▶ _GOAL OF THE EXERCISE_
Range to reproduce from the entries below: the line with "Target: concrete driveway", the line with "One point belongs to each instance of the fence", and every line in between. Give them exactly and give nothing else.

START RECORD EXTRACTS

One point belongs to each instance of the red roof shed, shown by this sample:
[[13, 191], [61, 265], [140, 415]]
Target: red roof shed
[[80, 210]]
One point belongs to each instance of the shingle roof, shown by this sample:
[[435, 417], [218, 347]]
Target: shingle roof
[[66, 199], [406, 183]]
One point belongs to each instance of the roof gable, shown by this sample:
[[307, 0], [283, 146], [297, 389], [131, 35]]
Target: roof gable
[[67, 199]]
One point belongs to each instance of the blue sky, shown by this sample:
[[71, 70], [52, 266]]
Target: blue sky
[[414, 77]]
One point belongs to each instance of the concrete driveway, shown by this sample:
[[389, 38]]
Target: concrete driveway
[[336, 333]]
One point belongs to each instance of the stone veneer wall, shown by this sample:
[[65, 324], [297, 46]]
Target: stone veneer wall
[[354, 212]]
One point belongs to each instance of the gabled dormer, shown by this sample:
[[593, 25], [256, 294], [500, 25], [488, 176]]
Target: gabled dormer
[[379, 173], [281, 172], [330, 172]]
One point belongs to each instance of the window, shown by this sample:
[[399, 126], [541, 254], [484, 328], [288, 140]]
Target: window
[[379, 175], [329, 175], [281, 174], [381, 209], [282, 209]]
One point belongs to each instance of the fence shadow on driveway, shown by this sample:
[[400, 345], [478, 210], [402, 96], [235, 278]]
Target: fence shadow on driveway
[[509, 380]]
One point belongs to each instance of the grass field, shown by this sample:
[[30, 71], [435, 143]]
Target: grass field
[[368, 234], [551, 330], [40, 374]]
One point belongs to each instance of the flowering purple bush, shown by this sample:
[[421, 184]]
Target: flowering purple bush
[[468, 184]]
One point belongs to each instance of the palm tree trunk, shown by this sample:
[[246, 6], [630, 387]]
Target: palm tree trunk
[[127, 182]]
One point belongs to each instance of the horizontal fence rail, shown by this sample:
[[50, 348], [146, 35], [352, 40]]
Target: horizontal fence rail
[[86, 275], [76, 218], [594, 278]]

END RECORD EXTRACTS

▶ _TASK ANSWER_
Target: concrete driveway
[[336, 333]]
One point belongs to each instance of the stone veneer wall, shown by this sample:
[[65, 324], [297, 46]]
Target: stone veneer wall
[[354, 212]]
One point belongs to each instance of the gabled dormer, shown by this sample:
[[593, 25], [256, 294], [500, 25], [488, 176]]
Target: gabled dormer
[[379, 173], [281, 172], [330, 172]]
One point belongs to each instance of the window, shown by this sample:
[[399, 126], [541, 254], [484, 328], [288, 140]]
Target: window
[[379, 175], [329, 175], [281, 174], [381, 209], [282, 209]]
One point belongs to each instance of the fence shadow on driveway, shown by this sample:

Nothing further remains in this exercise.